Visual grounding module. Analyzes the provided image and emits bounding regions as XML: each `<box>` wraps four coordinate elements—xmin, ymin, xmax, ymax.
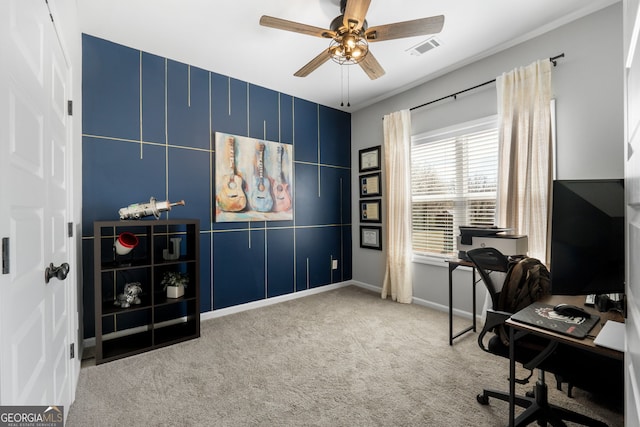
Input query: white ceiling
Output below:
<box><xmin>77</xmin><ymin>0</ymin><xmax>619</xmax><ymax>111</ymax></box>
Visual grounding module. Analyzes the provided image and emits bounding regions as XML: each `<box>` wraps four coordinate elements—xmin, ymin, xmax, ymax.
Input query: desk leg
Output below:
<box><xmin>509</xmin><ymin>328</ymin><xmax>516</xmax><ymax>427</ymax></box>
<box><xmin>471</xmin><ymin>267</ymin><xmax>476</xmax><ymax>332</ymax></box>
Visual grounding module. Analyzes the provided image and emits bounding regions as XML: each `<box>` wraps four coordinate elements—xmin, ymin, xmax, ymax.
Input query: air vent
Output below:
<box><xmin>407</xmin><ymin>37</ymin><xmax>441</xmax><ymax>56</ymax></box>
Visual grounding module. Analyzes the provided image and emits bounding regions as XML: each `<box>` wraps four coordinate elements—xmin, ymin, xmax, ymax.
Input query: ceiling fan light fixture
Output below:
<box><xmin>329</xmin><ymin>34</ymin><xmax>369</xmax><ymax>65</ymax></box>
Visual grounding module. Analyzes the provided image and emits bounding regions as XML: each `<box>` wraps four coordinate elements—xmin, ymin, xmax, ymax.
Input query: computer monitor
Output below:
<box><xmin>550</xmin><ymin>179</ymin><xmax>625</xmax><ymax>295</ymax></box>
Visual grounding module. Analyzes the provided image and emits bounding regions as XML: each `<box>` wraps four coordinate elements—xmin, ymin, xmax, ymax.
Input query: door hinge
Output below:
<box><xmin>2</xmin><ymin>237</ymin><xmax>9</xmax><ymax>274</ymax></box>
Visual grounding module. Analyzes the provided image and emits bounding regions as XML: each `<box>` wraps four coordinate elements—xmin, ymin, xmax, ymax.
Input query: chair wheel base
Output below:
<box><xmin>476</xmin><ymin>394</ymin><xmax>489</xmax><ymax>405</ymax></box>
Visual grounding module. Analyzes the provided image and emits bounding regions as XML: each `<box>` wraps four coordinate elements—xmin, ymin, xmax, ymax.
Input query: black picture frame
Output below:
<box><xmin>360</xmin><ymin>199</ymin><xmax>382</xmax><ymax>222</ymax></box>
<box><xmin>358</xmin><ymin>145</ymin><xmax>382</xmax><ymax>172</ymax></box>
<box><xmin>360</xmin><ymin>172</ymin><xmax>382</xmax><ymax>197</ymax></box>
<box><xmin>360</xmin><ymin>225</ymin><xmax>382</xmax><ymax>251</ymax></box>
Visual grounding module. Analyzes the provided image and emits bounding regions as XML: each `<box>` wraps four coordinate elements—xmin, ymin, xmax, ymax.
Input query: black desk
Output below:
<box><xmin>506</xmin><ymin>295</ymin><xmax>624</xmax><ymax>426</ymax></box>
<box><xmin>447</xmin><ymin>259</ymin><xmax>477</xmax><ymax>345</ymax></box>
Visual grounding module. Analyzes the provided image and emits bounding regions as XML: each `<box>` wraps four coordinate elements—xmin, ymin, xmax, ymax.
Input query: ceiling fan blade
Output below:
<box><xmin>260</xmin><ymin>15</ymin><xmax>336</xmax><ymax>39</ymax></box>
<box><xmin>294</xmin><ymin>49</ymin><xmax>331</xmax><ymax>77</ymax></box>
<box><xmin>342</xmin><ymin>0</ymin><xmax>371</xmax><ymax>30</ymax></box>
<box><xmin>365</xmin><ymin>15</ymin><xmax>444</xmax><ymax>42</ymax></box>
<box><xmin>358</xmin><ymin>51</ymin><xmax>385</xmax><ymax>80</ymax></box>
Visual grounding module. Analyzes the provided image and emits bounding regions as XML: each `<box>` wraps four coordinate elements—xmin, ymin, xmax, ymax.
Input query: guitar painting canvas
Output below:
<box><xmin>215</xmin><ymin>132</ymin><xmax>293</xmax><ymax>222</ymax></box>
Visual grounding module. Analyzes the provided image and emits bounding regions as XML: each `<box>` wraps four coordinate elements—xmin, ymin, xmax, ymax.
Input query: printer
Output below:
<box><xmin>457</xmin><ymin>226</ymin><xmax>529</xmax><ymax>260</ymax></box>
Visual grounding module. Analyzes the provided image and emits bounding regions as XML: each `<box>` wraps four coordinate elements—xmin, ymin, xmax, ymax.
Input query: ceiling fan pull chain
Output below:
<box><xmin>340</xmin><ymin>67</ymin><xmax>344</xmax><ymax>107</ymax></box>
<box><xmin>347</xmin><ymin>66</ymin><xmax>351</xmax><ymax>107</ymax></box>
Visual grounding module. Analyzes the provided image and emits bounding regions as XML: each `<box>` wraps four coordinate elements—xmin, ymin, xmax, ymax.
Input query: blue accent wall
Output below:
<box><xmin>82</xmin><ymin>34</ymin><xmax>352</xmax><ymax>338</ymax></box>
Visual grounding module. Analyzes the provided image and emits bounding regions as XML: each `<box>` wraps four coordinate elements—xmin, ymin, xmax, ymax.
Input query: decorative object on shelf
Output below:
<box><xmin>118</xmin><ymin>197</ymin><xmax>185</xmax><ymax>219</ymax></box>
<box><xmin>360</xmin><ymin>226</ymin><xmax>382</xmax><ymax>251</ymax></box>
<box><xmin>160</xmin><ymin>271</ymin><xmax>189</xmax><ymax>298</ymax></box>
<box><xmin>360</xmin><ymin>172</ymin><xmax>382</xmax><ymax>197</ymax></box>
<box><xmin>162</xmin><ymin>237</ymin><xmax>182</xmax><ymax>261</ymax></box>
<box><xmin>358</xmin><ymin>145</ymin><xmax>382</xmax><ymax>172</ymax></box>
<box><xmin>113</xmin><ymin>231</ymin><xmax>139</xmax><ymax>255</ymax></box>
<box><xmin>113</xmin><ymin>282</ymin><xmax>142</xmax><ymax>308</ymax></box>
<box><xmin>360</xmin><ymin>199</ymin><xmax>382</xmax><ymax>222</ymax></box>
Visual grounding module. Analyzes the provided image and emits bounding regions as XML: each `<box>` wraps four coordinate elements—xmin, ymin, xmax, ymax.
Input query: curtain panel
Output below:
<box><xmin>496</xmin><ymin>59</ymin><xmax>553</xmax><ymax>263</ymax></box>
<box><xmin>382</xmin><ymin>110</ymin><xmax>413</xmax><ymax>304</ymax></box>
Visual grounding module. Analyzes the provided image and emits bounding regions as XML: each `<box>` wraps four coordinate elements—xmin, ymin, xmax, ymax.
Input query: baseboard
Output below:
<box><xmin>82</xmin><ymin>281</ymin><xmax>355</xmax><ymax>348</ymax></box>
<box><xmin>200</xmin><ymin>281</ymin><xmax>354</xmax><ymax>321</ymax></box>
<box><xmin>83</xmin><ymin>280</ymin><xmax>480</xmax><ymax>348</ymax></box>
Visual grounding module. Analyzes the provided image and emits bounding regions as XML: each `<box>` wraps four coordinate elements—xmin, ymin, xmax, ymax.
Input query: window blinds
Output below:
<box><xmin>411</xmin><ymin>118</ymin><xmax>498</xmax><ymax>256</ymax></box>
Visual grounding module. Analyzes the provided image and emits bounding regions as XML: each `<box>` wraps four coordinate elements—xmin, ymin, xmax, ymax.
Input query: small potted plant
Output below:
<box><xmin>160</xmin><ymin>271</ymin><xmax>189</xmax><ymax>298</ymax></box>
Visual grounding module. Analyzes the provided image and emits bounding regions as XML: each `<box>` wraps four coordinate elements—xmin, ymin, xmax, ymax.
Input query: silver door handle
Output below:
<box><xmin>44</xmin><ymin>262</ymin><xmax>69</xmax><ymax>283</ymax></box>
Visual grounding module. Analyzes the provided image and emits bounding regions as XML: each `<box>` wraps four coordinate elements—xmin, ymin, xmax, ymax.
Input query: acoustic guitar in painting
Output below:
<box><xmin>271</xmin><ymin>145</ymin><xmax>291</xmax><ymax>212</ymax></box>
<box><xmin>251</xmin><ymin>142</ymin><xmax>273</xmax><ymax>212</ymax></box>
<box><xmin>216</xmin><ymin>136</ymin><xmax>247</xmax><ymax>212</ymax></box>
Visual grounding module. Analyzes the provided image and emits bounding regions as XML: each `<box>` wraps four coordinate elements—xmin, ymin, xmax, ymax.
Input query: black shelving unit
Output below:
<box><xmin>93</xmin><ymin>219</ymin><xmax>200</xmax><ymax>364</ymax></box>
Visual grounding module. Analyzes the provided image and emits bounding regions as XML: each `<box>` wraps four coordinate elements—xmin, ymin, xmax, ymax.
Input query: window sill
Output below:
<box><xmin>411</xmin><ymin>253</ymin><xmax>453</xmax><ymax>267</ymax></box>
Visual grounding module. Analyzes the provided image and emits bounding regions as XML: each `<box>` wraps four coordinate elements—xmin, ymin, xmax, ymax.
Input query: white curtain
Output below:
<box><xmin>382</xmin><ymin>110</ymin><xmax>413</xmax><ymax>304</ymax></box>
<box><xmin>496</xmin><ymin>59</ymin><xmax>553</xmax><ymax>263</ymax></box>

▶ _Task_
Identify each line in the data above that contains the string "white" and copy those lines. Case matters.

▶ _Final result_
Input query: white ceiling
Input query: white curtain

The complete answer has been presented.